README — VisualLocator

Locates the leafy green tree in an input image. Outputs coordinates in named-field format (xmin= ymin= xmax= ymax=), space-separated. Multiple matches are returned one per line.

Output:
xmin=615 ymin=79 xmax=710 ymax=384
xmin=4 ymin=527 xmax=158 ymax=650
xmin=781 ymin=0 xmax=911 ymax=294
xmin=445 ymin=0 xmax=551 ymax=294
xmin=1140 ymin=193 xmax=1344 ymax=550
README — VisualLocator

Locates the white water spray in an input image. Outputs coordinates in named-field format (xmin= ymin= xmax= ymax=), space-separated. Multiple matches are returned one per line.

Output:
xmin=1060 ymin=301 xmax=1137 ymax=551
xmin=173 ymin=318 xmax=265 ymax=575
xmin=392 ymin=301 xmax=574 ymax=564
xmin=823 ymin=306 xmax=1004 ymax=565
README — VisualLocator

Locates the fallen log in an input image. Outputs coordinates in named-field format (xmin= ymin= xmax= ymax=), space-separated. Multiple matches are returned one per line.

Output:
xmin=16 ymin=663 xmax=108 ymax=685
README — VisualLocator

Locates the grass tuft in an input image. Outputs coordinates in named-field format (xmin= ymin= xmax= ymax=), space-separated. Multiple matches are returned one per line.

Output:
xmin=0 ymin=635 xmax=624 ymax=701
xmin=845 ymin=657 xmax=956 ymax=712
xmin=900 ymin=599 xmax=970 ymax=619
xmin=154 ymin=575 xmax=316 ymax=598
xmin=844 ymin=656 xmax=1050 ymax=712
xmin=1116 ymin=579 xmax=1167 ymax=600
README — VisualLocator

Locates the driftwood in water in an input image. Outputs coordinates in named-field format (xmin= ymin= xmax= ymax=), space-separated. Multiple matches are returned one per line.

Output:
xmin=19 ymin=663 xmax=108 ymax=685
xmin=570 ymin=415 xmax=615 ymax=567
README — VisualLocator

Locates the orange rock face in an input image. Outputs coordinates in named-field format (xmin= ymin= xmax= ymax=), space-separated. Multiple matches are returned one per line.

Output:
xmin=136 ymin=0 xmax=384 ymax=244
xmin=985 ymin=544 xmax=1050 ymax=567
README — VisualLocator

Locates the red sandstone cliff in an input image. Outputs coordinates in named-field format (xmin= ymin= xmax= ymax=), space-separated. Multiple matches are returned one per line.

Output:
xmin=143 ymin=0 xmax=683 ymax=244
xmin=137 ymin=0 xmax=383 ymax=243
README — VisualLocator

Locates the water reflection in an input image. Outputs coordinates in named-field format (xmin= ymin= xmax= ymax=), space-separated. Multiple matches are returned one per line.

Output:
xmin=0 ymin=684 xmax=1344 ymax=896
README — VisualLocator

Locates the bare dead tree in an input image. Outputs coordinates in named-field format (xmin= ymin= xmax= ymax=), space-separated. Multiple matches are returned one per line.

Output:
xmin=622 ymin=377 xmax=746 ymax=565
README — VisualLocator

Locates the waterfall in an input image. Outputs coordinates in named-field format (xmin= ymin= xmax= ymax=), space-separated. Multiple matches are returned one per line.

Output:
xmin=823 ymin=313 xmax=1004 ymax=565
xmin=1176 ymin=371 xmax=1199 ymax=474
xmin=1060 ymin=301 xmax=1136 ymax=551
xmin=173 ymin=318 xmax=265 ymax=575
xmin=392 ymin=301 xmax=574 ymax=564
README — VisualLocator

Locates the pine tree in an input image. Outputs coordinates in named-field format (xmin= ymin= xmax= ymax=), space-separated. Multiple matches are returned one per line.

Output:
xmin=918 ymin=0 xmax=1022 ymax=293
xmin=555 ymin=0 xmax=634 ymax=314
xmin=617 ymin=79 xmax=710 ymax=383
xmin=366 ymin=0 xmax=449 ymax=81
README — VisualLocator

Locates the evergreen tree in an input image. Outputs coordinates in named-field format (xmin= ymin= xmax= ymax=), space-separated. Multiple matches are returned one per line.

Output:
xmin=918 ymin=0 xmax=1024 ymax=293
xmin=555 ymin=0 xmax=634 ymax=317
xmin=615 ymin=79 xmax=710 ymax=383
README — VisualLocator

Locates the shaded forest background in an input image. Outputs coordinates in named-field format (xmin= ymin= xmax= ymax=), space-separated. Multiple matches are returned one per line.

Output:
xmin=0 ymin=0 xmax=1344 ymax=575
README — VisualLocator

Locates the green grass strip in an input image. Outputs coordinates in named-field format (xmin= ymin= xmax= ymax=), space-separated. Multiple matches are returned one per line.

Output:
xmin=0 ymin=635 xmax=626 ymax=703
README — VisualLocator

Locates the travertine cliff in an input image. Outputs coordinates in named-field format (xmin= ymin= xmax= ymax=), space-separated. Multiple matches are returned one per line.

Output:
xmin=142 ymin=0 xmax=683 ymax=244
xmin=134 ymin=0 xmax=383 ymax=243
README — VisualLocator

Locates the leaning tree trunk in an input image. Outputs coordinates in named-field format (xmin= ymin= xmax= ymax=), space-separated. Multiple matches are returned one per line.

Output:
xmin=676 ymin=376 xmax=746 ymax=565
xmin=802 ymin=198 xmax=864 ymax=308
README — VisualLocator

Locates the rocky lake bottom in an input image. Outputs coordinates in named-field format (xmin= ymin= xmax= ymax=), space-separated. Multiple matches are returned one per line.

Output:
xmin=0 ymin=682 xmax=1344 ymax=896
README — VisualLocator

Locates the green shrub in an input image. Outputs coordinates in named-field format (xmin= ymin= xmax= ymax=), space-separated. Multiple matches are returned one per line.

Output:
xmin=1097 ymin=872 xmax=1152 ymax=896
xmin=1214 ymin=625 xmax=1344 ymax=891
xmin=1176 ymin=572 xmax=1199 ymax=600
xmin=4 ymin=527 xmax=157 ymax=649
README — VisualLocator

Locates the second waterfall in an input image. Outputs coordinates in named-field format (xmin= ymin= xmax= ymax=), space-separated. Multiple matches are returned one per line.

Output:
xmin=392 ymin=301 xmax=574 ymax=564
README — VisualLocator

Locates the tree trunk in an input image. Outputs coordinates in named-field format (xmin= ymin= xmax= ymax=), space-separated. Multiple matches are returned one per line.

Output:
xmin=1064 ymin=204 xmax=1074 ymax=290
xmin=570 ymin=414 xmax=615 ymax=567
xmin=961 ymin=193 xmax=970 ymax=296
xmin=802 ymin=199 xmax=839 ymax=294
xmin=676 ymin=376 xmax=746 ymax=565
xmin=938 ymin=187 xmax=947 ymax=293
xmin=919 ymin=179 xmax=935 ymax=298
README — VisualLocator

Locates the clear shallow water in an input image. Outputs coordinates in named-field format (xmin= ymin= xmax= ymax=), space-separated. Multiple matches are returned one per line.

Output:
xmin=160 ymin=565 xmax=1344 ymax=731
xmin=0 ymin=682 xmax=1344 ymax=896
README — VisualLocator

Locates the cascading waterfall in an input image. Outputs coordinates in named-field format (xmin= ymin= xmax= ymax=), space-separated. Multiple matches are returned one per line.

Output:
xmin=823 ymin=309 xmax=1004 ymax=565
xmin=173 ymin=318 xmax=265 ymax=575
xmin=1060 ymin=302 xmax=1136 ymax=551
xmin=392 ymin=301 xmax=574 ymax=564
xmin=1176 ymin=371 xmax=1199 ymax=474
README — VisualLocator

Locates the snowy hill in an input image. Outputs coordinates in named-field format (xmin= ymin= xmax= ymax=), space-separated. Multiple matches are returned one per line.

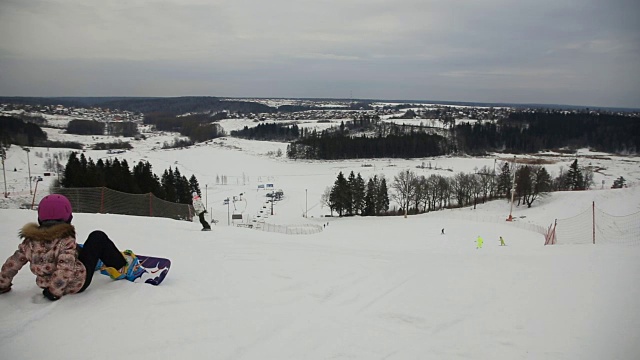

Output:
xmin=0 ymin=128 xmax=640 ymax=360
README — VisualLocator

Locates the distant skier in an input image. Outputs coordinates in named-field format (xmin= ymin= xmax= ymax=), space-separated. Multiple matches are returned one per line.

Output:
xmin=191 ymin=191 xmax=211 ymax=231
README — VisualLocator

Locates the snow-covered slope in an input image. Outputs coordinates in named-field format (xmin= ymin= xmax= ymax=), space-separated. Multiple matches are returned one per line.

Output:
xmin=0 ymin=128 xmax=640 ymax=360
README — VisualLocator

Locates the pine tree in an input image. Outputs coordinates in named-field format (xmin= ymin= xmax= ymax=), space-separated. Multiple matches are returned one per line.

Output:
xmin=497 ymin=161 xmax=511 ymax=198
xmin=330 ymin=171 xmax=350 ymax=216
xmin=376 ymin=176 xmax=389 ymax=215
xmin=566 ymin=159 xmax=585 ymax=190
xmin=364 ymin=175 xmax=378 ymax=216
xmin=351 ymin=173 xmax=365 ymax=215
xmin=161 ymin=167 xmax=178 ymax=202
xmin=60 ymin=152 xmax=83 ymax=188
xmin=346 ymin=171 xmax=357 ymax=216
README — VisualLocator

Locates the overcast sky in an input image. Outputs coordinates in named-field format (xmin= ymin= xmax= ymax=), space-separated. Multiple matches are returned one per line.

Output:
xmin=0 ymin=0 xmax=640 ymax=108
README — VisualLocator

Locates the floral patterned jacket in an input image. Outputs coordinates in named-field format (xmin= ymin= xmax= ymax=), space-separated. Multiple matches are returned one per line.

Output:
xmin=0 ymin=223 xmax=87 ymax=297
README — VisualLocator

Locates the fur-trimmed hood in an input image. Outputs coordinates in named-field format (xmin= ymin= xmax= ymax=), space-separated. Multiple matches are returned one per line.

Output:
xmin=18 ymin=223 xmax=76 ymax=241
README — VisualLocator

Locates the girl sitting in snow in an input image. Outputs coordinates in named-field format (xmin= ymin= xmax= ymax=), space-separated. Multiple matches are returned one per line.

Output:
xmin=0 ymin=194 xmax=137 ymax=301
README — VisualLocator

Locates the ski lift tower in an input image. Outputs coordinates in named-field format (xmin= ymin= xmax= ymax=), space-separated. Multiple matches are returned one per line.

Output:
xmin=507 ymin=155 xmax=516 ymax=221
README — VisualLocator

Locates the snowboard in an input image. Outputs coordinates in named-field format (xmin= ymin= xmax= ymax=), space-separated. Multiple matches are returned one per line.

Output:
xmin=96 ymin=255 xmax=171 ymax=285
xmin=78 ymin=244 xmax=171 ymax=285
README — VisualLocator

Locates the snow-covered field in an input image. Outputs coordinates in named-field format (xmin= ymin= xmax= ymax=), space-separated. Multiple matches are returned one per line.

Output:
xmin=0 ymin=130 xmax=640 ymax=360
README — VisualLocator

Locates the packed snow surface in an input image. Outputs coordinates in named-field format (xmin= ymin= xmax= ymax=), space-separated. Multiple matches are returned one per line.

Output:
xmin=0 ymin=128 xmax=640 ymax=360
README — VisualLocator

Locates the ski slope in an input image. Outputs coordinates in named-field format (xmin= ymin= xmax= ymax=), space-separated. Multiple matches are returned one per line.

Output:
xmin=0 ymin=130 xmax=640 ymax=360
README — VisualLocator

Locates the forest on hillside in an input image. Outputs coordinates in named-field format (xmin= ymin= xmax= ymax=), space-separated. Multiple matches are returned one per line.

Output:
xmin=287 ymin=110 xmax=640 ymax=159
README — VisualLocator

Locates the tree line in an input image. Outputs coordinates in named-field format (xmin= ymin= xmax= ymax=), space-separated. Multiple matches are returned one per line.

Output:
xmin=60 ymin=152 xmax=200 ymax=204
xmin=231 ymin=123 xmax=301 ymax=141
xmin=287 ymin=110 xmax=640 ymax=160
xmin=144 ymin=112 xmax=226 ymax=143
xmin=322 ymin=160 xmax=596 ymax=216
xmin=322 ymin=171 xmax=389 ymax=216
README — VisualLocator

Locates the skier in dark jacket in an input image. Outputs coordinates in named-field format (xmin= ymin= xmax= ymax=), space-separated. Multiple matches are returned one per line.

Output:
xmin=192 ymin=192 xmax=211 ymax=231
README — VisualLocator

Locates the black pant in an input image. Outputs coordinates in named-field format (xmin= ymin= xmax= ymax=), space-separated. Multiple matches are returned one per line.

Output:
xmin=78 ymin=230 xmax=127 ymax=292
xmin=198 ymin=211 xmax=211 ymax=229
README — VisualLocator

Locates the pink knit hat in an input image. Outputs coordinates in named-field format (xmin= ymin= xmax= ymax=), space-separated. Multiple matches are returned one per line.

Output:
xmin=38 ymin=194 xmax=73 ymax=224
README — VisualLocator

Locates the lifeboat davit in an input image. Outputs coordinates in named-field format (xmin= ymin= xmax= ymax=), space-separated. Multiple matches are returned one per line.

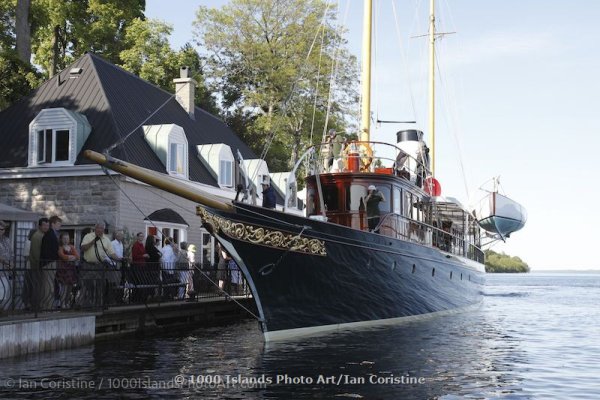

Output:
xmin=473 ymin=192 xmax=527 ymax=239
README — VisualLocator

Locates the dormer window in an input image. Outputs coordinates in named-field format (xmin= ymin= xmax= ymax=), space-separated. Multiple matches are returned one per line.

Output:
xmin=37 ymin=129 xmax=71 ymax=165
xmin=196 ymin=143 xmax=236 ymax=188
xmin=219 ymin=159 xmax=233 ymax=187
xmin=144 ymin=124 xmax=189 ymax=179
xmin=28 ymin=108 xmax=92 ymax=167
xmin=169 ymin=143 xmax=186 ymax=176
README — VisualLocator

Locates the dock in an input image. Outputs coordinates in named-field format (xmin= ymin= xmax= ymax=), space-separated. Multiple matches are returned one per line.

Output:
xmin=0 ymin=296 xmax=256 ymax=359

_ _ _

[SET EXERCISE]: Reproduce the rows from the start of the records up to and including the line with "xmin=570 ymin=415 xmax=615 ymax=567", with no changes.

[FINISHED ANSWER]:
README — VisualLocator

Locates the leafy green tree in an input image. Outputs coordinates in named-field format (xmin= ymin= xmax= ymax=), space-separated. Multiple matches are returned one per line.

Output:
xmin=615 ymin=79 xmax=710 ymax=384
xmin=4 ymin=527 xmax=158 ymax=650
xmin=781 ymin=0 xmax=911 ymax=294
xmin=445 ymin=0 xmax=551 ymax=294
xmin=1140 ymin=193 xmax=1344 ymax=550
README — VisualLocator

Locates the white water spray in an input image. Outputs coordinates in named-field format (xmin= ymin= xmax= ymax=), space-separated. Multiple matches are returned one per line.

Output:
xmin=1060 ymin=301 xmax=1137 ymax=551
xmin=173 ymin=318 xmax=265 ymax=575
xmin=392 ymin=301 xmax=574 ymax=564
xmin=823 ymin=306 xmax=1004 ymax=565
README — VisualLocator

Locates the fallen log in an input image. Outputs coordinates in named-field format (xmin= ymin= xmax= ymax=), space-separated. Multiple matches are returned one per line.

Output:
xmin=16 ymin=663 xmax=108 ymax=685
README — VisualLocator

Locates the grass tuft in an input image. Outputs coordinates in named-field format (xmin= ymin= xmax= ymax=), space-separated. Multiple matches are returned one per line.

Output:
xmin=0 ymin=635 xmax=624 ymax=701
xmin=845 ymin=657 xmax=956 ymax=712
xmin=900 ymin=599 xmax=970 ymax=619
xmin=154 ymin=575 xmax=316 ymax=598
xmin=844 ymin=656 xmax=1050 ymax=712
xmin=1116 ymin=579 xmax=1167 ymax=600
README — VisualLocator

Locates the driftwood in water in an input image. Outputs coordinates in named-field format (xmin= ymin= xmax= ymax=), space-separated. Multiple matches are returned one per line.

Output:
xmin=19 ymin=663 xmax=108 ymax=685
xmin=570 ymin=415 xmax=615 ymax=567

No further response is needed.